## YOUR GOAL
Can you give these lines again with every "test case" switched to "check" and nothing else changed?

## GIVEN DATA
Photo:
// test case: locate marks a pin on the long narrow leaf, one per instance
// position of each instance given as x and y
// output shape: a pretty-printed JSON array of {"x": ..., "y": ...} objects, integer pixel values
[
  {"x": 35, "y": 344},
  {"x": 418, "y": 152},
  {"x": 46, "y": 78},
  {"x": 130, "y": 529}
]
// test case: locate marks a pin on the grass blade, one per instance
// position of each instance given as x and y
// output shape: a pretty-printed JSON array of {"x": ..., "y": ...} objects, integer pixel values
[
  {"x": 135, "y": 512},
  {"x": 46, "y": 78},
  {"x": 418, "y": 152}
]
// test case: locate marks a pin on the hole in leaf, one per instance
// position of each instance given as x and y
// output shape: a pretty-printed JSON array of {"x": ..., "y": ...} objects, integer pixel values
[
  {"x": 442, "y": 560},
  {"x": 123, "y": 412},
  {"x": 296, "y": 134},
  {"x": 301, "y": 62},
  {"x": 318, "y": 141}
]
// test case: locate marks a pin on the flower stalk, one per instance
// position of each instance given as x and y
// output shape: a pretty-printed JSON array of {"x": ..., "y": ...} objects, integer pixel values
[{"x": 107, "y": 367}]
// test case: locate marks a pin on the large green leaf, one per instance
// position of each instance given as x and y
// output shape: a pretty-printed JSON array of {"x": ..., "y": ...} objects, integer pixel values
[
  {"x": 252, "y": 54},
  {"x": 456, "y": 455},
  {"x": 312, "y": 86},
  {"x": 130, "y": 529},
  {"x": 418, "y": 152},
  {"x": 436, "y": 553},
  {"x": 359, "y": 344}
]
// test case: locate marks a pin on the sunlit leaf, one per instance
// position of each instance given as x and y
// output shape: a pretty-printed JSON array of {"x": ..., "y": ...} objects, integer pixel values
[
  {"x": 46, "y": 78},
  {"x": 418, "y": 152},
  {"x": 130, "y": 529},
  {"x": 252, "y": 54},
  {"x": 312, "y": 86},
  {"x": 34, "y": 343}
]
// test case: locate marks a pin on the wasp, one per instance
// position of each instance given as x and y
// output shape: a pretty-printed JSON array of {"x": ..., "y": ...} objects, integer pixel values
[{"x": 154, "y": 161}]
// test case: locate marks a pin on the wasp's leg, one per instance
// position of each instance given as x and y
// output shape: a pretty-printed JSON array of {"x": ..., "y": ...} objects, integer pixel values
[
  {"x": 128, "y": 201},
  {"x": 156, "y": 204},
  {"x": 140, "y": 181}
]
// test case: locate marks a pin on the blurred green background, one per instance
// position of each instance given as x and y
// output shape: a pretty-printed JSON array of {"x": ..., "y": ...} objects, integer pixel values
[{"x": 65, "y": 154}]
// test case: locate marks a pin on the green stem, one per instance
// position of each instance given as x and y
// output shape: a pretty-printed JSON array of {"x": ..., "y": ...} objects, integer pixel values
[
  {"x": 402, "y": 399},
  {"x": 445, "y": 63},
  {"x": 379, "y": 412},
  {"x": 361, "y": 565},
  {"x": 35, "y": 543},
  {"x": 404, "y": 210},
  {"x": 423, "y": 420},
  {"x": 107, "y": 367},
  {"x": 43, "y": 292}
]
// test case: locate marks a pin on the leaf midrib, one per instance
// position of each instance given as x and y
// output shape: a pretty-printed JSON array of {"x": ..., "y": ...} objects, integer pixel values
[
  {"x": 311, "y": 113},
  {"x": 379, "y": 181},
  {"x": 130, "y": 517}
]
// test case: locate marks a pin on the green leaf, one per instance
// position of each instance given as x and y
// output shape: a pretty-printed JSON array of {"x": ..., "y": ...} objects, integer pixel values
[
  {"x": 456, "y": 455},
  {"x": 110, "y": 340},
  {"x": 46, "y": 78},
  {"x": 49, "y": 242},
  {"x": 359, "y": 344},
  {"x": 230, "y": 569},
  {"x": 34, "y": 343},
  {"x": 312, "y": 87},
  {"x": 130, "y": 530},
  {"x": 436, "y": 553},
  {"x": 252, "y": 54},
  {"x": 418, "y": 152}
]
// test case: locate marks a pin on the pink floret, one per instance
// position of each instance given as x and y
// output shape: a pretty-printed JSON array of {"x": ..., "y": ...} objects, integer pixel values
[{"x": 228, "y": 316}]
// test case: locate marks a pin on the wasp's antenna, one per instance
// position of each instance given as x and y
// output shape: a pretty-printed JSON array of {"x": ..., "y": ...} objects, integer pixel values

## OUTPUT OF THE EXERCISE
Photo:
// check: locate marks a pin on the long narrow leaf, one per instance
// position of each instance given as x and y
// output shape: a pretty-printed JSON array of {"x": ..., "y": ...} objects, integer pixel values
[
  {"x": 35, "y": 344},
  {"x": 418, "y": 152},
  {"x": 46, "y": 78},
  {"x": 130, "y": 529}
]
// check: locate marks a pin on the grass blade, one per instance
// position of each instance given as x and y
// output shape: a pretty-printed JSON array of {"x": ..., "y": ...} objects, integer pixel values
[
  {"x": 135, "y": 512},
  {"x": 46, "y": 78},
  {"x": 418, "y": 152}
]
// check: locate marks a pin on the hole in leaf, one per instance
// position of each instance given as x and y
// output shape: a pretty-printed JSON array of {"x": ..., "y": ...} objects, integer pixel values
[
  {"x": 442, "y": 560},
  {"x": 123, "y": 412},
  {"x": 296, "y": 134},
  {"x": 301, "y": 62},
  {"x": 318, "y": 141}
]
// check: locate marks a pin on the flower stalk, one per instance
// position of each instance given as x and y
// output shape: a pretty-printed JSON array of {"x": ..., "y": ...} objects, integer pixel values
[{"x": 107, "y": 367}]
// check: locate marks a pin on the large green leaf, one per instance
// position of each instance given as x and y
// output shape: a pretty-printed JSON array of {"x": ..., "y": ...} objects, integer pixel values
[
  {"x": 252, "y": 54},
  {"x": 456, "y": 455},
  {"x": 312, "y": 86},
  {"x": 130, "y": 529},
  {"x": 418, "y": 152},
  {"x": 436, "y": 553},
  {"x": 359, "y": 344}
]
// check: locate marks a pin on the sunlit leaf, one per instance
// position of each instance given as x and y
// output shape: a pretty-printed JSON array of {"x": ..., "y": ...} objects, integer pixel values
[
  {"x": 46, "y": 78},
  {"x": 418, "y": 152},
  {"x": 130, "y": 529},
  {"x": 252, "y": 54},
  {"x": 312, "y": 86},
  {"x": 34, "y": 343}
]
// check: locate marks a pin on the wasp, one per instance
// position of each instance given as x and y
// output shape: a pretty-printed JSON array of {"x": ..., "y": ...} objects, integer pixel values
[{"x": 154, "y": 161}]
// check: locate marks a pin on the wasp's leg, one per instance
// position of each instance given as x and y
// output shape: a pretty-printed JSON array of {"x": ..., "y": ...} objects, integer pixel values
[
  {"x": 128, "y": 201},
  {"x": 156, "y": 204},
  {"x": 140, "y": 181}
]
// check: locate marks a pin on the blurred green background, one per instance
// position of each instance given as x and y
// output shape: a pretty-printed JSON array of {"x": ..., "y": ...} objects, integer pixel values
[{"x": 65, "y": 154}]
// check: locate marks a pin on the green stem, one per instance
// position of each instance given as x and y
// output shape: a pretty-printed JSON array of {"x": ..., "y": ...} objects, integer pixel values
[
  {"x": 402, "y": 399},
  {"x": 445, "y": 63},
  {"x": 379, "y": 412},
  {"x": 361, "y": 565},
  {"x": 35, "y": 543},
  {"x": 404, "y": 210},
  {"x": 423, "y": 420},
  {"x": 107, "y": 367},
  {"x": 43, "y": 292}
]
// check: locate marks a pin on the leaf midrib, one per instance
// position of each instance given as x and y
// output shape: a pretty-printed JSON array of {"x": ..., "y": ...} objects, integer pixel values
[
  {"x": 311, "y": 113},
  {"x": 379, "y": 181},
  {"x": 130, "y": 517}
]
// check: locate marks a pin on the green leaf, one per instance
// position of each instance given as x and y
// output shape: a pretty-printed JSON array of {"x": ..., "y": ...} objects, integer pixel values
[
  {"x": 456, "y": 455},
  {"x": 110, "y": 340},
  {"x": 46, "y": 78},
  {"x": 49, "y": 242},
  {"x": 359, "y": 344},
  {"x": 230, "y": 569},
  {"x": 34, "y": 343},
  {"x": 312, "y": 87},
  {"x": 130, "y": 530},
  {"x": 436, "y": 553},
  {"x": 252, "y": 54},
  {"x": 418, "y": 152}
]
// check: locate marks a pin on the pink floret, one per instance
// position of each instance given as x and y
// output shape: a pretty-printed JSON array of {"x": ..., "y": ...} objects, integer pixel values
[{"x": 228, "y": 316}]
// check: locate marks a pin on the wasp's antenna, one per instance
// position of each instance given as x and y
// output shape: a pretty-printed JSON array of {"x": ..., "y": ...} objects, integer pixel values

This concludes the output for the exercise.